→ WHAT THE EXERCISE ASKS
Scanning the entries below, copy every line that contains the word "giving".

----------------------------------------

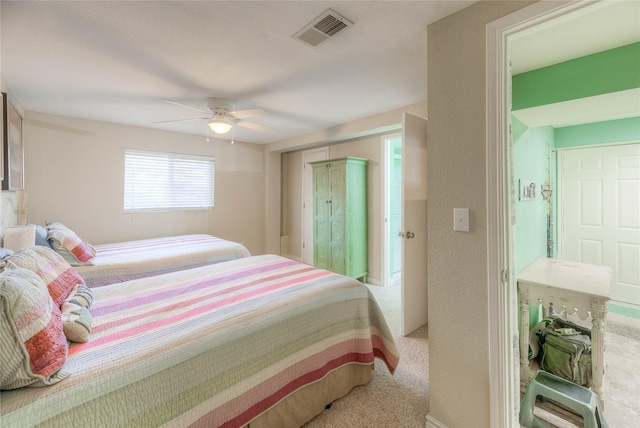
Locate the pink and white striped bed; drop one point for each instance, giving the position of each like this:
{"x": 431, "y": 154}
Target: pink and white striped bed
{"x": 129, "y": 260}
{"x": 257, "y": 341}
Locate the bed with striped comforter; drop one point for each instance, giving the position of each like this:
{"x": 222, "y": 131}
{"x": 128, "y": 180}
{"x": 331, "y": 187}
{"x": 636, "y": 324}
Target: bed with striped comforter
{"x": 124, "y": 261}
{"x": 212, "y": 346}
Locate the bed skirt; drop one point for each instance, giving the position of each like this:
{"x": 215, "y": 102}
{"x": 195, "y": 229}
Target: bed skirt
{"x": 311, "y": 400}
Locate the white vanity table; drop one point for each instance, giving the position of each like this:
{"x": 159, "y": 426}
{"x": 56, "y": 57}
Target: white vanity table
{"x": 573, "y": 289}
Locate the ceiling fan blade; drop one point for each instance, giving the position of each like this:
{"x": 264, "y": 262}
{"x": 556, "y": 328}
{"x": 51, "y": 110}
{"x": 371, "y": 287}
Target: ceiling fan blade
{"x": 187, "y": 106}
{"x": 255, "y": 126}
{"x": 243, "y": 114}
{"x": 183, "y": 120}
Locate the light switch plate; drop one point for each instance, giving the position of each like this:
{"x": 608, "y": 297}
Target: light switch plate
{"x": 461, "y": 219}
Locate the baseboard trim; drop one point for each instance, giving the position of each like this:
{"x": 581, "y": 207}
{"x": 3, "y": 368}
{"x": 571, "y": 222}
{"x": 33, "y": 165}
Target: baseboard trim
{"x": 434, "y": 423}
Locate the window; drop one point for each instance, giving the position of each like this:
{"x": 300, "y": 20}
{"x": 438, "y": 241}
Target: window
{"x": 156, "y": 181}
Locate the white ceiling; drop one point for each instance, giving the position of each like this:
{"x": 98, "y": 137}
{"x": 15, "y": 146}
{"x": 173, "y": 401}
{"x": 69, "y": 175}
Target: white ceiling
{"x": 117, "y": 60}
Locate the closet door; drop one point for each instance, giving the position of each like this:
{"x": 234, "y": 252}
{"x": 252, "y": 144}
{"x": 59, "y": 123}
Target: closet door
{"x": 321, "y": 217}
{"x": 337, "y": 204}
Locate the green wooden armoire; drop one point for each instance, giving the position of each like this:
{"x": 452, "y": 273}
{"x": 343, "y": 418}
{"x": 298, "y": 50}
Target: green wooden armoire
{"x": 340, "y": 216}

----------------------------------------

→ ANSWER SPACE
Locate the pink and white striped bed; drop one point for each instance, giving the position of each like this:
Locate the bed with striped comforter; drop one point for each instance, giving the position of each like this:
Locate the bed skirt; drop one point for each instance, giving the position of each like this:
Locate the white vanity table; drop one point for each instance, giving the position of each like this:
Locate the ceiling fan blade; drop one point for each instance, giving the position of each like this:
Locate the light switch plate; drop one point for each instance, giving the position of each like this:
Locate the baseboard trim; drop one point for each instance, giving the position of each like this:
Locate the window; drop one point for each instance, giving the position of each like this:
Locate the white ceiling; drop one point for each instance, giving the position of each like this:
Locate the closet door; drop one point for each instance, giving the position of each like this:
Locate the green wooden armoire; drop one point for each instance, giving the position of each like this:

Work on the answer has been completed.